- **Work to be completed**:
Return, character for character, the lines from the one bearing "Target: lake water" through the end of the material. Omit everything before that line.

- **Data shown**:
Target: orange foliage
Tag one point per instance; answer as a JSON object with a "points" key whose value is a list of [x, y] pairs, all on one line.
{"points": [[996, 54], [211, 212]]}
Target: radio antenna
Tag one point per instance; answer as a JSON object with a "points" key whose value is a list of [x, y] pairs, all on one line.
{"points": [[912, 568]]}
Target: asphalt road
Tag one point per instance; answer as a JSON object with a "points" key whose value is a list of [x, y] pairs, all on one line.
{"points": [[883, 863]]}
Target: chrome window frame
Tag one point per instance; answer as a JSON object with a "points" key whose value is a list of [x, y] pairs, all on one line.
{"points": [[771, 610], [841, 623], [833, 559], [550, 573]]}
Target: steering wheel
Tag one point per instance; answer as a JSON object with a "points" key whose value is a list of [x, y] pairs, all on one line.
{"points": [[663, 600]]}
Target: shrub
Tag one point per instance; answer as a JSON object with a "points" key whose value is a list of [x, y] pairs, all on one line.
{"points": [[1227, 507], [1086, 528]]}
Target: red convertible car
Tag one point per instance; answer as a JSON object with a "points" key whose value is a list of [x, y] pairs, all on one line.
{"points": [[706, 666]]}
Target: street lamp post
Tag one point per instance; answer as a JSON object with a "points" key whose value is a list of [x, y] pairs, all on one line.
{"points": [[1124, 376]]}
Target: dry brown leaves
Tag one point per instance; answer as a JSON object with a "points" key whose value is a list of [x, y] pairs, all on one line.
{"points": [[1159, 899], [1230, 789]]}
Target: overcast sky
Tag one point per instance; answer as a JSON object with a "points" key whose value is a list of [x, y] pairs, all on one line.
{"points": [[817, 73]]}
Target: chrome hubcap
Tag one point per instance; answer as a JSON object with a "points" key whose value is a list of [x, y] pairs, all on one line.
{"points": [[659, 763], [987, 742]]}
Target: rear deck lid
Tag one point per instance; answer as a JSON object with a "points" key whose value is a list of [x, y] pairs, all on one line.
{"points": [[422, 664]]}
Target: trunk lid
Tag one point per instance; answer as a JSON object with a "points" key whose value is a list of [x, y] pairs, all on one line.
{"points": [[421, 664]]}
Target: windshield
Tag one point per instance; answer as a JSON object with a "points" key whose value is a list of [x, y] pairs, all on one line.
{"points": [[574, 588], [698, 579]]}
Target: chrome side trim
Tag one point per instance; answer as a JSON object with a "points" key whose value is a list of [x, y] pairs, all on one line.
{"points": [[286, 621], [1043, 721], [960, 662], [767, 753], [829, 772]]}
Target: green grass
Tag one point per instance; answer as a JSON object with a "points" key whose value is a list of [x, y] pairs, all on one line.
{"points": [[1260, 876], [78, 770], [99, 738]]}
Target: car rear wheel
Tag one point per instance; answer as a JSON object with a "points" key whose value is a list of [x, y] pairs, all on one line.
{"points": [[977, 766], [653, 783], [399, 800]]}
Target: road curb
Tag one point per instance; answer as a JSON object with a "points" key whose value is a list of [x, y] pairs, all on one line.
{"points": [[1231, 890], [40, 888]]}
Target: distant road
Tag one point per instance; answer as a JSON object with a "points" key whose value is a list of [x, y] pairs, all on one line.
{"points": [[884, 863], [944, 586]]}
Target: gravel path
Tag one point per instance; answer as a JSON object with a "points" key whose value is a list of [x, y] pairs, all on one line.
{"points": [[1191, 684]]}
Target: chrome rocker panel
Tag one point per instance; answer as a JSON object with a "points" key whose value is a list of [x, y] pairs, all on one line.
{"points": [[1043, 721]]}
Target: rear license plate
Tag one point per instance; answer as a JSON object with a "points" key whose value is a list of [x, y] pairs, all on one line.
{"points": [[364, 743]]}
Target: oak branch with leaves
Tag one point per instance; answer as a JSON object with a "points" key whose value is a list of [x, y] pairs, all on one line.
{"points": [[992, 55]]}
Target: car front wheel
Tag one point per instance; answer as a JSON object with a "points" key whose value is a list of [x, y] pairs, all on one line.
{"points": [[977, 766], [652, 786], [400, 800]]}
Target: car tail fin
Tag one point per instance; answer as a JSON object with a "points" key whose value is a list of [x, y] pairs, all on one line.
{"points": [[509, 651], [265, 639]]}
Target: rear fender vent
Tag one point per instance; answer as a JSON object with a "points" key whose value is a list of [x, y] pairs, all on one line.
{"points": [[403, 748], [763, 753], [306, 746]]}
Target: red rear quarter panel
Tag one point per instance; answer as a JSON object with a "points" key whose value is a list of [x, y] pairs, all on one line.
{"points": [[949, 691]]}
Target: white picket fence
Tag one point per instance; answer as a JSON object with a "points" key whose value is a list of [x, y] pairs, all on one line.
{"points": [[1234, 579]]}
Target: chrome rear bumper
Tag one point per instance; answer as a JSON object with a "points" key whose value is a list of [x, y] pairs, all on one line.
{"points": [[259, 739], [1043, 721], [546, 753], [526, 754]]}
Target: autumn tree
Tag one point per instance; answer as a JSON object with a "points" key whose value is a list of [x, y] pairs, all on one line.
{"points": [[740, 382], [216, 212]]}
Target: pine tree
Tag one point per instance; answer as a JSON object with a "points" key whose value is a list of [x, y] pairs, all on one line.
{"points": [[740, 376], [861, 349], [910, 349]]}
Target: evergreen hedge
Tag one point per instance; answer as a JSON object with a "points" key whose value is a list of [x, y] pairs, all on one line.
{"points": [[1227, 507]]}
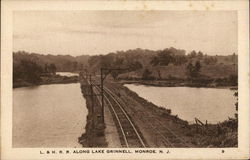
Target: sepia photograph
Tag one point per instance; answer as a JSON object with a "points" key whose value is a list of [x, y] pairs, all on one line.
{"points": [[125, 79], [122, 80]]}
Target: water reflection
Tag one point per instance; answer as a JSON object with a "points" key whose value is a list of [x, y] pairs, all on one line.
{"points": [[48, 116]]}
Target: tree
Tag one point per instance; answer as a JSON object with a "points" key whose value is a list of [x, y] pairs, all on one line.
{"points": [[193, 71], [146, 74], [193, 54], [52, 68], [197, 66], [200, 54], [30, 71]]}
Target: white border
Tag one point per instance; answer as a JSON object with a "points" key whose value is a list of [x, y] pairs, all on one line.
{"points": [[7, 152]]}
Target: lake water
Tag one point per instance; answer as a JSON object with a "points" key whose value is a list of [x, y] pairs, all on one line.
{"points": [[67, 74], [48, 116], [213, 105]]}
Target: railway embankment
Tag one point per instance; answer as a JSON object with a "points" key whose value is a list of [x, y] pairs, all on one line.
{"points": [[155, 125]]}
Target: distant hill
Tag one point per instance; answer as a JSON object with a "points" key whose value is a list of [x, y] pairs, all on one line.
{"points": [[62, 62], [160, 64]]}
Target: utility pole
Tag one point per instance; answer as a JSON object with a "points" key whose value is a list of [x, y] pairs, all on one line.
{"points": [[103, 76]]}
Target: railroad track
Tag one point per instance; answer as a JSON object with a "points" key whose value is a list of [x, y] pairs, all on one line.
{"points": [[167, 137], [127, 131]]}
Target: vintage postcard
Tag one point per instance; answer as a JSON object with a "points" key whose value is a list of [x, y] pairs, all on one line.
{"points": [[124, 80]]}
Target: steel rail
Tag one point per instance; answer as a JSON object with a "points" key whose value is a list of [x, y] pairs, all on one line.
{"points": [[137, 134], [164, 138], [116, 116], [159, 132]]}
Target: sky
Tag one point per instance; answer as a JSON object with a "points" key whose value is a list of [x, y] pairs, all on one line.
{"points": [[101, 32]]}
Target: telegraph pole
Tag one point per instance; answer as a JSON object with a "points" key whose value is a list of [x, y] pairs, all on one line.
{"points": [[103, 76]]}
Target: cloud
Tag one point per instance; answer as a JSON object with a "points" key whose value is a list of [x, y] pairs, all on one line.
{"points": [[26, 36]]}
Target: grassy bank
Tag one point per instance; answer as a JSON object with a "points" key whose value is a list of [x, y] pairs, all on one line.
{"points": [[223, 134], [181, 83]]}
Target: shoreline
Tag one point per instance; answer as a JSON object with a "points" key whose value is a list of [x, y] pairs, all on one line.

- **Response to the task**:
Target: lake water
Tag one point per instance; answer as a JSON object with a "points" key whose value is a list of [x, y] pairs, all on one line.
{"points": [[67, 74], [48, 116], [213, 105]]}
Target: railway embankment
Tag one point per instance; answer as a JSON object with a "points" key whose value is a list of [x, y] pairs, all on one line.
{"points": [[155, 125]]}
Target: distant hill
Tag one point per instance; answer as a JSON object with a "points" key whose value is a list of [x, y] pairs, all on one line.
{"points": [[62, 62], [160, 64]]}
Target: utility pole
Tag one point per instance; answer as a JSON object with a "points" key whose value is a list of [x, y] pairs, all on one line.
{"points": [[103, 76]]}
Target: railroad track
Tag one point per instance; answer as a JSON object with a "points" key whose value is a list of [x, y] pairs, all on one line.
{"points": [[167, 137], [127, 131]]}
Target: vintage postcard
Tag one point per instance; answer as a JSON object with a "points" key whose value is a list of [x, y] pairs, all on one line.
{"points": [[124, 80]]}
Target: steel rail
Tag one point per instance; answer as a JSON object with a "points" key whose value is a list of [x, y] pairs, all on one line.
{"points": [[137, 134], [164, 138], [116, 116], [159, 132]]}
Target: sky
Tag one point per instance; answer as a JSON object with a "points" key whose value is a list of [x, y] pairs, all on one line.
{"points": [[101, 32]]}
Target: telegraph pole
Tag one point per instance; answer as a JSON object with a "points" key whose value is a list of [x, y] pairs, all on one line.
{"points": [[103, 76]]}
Target: cloud
Tag one point per instance; answer as a JSON object with a "points" key whose value is a list of [x, y] pairs, all on one line.
{"points": [[26, 36]]}
Target: grassy bank
Tag one point per instance; answer as a JSON object with a "points" key whose value is a list of [x, y] pairs, all on one line.
{"points": [[223, 134], [181, 83]]}
Target: shoreline
Tag one point per instance; answer as a JSON object with a "points" key whose value is a list of [x, y] pairs, all on one line.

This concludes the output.